To be done —
Count the rows below that contain the word "skyline", and reply with that number alone.

**** Extracted information ****

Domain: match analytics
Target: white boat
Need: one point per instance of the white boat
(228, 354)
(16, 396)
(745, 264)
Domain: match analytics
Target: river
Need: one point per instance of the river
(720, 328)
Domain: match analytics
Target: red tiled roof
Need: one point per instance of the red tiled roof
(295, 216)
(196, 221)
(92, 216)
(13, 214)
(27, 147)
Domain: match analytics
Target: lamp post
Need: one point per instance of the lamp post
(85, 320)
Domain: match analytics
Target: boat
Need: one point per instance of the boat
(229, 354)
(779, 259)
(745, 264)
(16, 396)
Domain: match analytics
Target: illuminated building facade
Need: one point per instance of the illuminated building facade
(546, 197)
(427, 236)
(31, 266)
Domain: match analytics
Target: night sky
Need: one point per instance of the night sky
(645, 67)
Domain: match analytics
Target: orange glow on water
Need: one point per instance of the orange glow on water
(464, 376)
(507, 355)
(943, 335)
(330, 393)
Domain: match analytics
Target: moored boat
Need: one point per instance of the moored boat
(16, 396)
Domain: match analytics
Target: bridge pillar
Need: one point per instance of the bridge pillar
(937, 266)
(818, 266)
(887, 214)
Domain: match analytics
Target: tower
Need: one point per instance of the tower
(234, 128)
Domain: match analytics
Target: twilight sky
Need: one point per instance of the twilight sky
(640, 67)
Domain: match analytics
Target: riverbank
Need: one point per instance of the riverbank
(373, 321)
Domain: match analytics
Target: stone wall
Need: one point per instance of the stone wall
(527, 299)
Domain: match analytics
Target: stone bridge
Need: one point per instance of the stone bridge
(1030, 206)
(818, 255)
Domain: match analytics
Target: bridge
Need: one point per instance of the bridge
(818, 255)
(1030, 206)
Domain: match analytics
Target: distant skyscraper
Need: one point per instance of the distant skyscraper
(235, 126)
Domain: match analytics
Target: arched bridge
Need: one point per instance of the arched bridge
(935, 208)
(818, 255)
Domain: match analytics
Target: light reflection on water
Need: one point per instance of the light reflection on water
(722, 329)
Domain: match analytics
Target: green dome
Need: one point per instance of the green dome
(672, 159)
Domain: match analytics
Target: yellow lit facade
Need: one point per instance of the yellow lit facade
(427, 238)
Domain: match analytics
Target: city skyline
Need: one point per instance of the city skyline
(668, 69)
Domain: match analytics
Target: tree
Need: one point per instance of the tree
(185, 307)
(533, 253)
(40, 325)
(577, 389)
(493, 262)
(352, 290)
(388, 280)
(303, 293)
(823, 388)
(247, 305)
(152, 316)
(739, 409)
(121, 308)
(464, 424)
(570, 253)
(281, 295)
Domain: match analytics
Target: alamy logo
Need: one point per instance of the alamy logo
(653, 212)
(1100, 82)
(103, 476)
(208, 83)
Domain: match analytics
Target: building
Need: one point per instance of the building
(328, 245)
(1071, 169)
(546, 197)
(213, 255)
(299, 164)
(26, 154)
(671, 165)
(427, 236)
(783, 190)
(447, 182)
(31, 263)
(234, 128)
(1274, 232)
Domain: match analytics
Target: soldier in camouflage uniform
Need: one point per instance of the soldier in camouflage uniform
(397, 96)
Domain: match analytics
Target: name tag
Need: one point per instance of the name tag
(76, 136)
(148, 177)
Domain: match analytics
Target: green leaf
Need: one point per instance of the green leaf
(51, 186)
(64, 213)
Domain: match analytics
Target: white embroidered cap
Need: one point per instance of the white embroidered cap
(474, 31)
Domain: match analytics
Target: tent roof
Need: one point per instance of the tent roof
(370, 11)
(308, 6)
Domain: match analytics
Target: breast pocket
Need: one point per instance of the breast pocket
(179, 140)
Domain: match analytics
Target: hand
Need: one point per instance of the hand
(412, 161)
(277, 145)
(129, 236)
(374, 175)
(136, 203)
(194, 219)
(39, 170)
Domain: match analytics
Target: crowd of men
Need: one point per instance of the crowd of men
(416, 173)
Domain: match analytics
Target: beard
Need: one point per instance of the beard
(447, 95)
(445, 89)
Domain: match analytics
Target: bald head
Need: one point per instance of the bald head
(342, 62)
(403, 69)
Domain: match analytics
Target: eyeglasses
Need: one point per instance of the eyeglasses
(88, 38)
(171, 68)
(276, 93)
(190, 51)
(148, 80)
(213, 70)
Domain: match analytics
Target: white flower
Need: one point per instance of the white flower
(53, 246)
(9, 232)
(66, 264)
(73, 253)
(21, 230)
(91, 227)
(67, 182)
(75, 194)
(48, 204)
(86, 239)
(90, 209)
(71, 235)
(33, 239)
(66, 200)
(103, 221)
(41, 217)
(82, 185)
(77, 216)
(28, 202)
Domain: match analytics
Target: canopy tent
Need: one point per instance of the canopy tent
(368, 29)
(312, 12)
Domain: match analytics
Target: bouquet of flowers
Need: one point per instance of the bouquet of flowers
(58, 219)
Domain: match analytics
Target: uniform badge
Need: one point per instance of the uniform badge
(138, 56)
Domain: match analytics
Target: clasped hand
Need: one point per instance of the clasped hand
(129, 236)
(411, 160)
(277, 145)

****
**** Extracted information ****

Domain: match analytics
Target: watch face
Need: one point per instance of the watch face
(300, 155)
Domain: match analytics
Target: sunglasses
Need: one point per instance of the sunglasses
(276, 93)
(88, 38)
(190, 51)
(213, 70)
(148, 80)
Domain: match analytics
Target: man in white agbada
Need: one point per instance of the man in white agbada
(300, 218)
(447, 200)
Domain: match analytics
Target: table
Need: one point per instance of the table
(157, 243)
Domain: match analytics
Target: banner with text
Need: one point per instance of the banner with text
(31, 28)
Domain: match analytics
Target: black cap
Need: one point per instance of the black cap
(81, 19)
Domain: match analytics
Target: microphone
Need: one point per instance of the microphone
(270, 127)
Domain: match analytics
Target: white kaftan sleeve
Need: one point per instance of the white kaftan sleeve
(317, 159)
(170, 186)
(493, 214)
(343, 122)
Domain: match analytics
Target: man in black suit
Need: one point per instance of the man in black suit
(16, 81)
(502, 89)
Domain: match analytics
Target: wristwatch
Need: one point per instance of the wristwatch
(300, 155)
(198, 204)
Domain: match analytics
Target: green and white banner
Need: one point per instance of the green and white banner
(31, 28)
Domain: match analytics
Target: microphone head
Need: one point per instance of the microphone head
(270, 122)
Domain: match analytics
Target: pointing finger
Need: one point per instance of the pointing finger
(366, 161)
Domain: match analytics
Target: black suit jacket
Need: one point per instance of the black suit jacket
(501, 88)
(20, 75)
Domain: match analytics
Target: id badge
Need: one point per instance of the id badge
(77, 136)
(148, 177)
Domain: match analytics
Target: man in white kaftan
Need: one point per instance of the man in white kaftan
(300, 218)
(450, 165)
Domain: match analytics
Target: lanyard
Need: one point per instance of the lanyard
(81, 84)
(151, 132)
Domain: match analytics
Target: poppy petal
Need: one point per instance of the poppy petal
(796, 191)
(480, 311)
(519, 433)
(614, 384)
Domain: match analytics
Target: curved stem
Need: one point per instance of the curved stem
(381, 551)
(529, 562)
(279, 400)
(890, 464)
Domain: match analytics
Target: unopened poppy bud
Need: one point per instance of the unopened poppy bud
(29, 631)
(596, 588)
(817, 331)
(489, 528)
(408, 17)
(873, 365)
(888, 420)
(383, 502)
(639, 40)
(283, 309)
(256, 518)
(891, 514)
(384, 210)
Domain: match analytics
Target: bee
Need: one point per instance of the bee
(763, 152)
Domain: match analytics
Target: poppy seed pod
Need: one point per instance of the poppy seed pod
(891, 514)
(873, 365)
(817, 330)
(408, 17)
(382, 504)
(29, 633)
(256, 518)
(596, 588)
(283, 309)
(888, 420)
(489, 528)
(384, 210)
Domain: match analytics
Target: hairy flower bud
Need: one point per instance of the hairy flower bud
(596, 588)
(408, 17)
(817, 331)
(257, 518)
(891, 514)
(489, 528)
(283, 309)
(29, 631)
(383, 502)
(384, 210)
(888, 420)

****

Task response —
2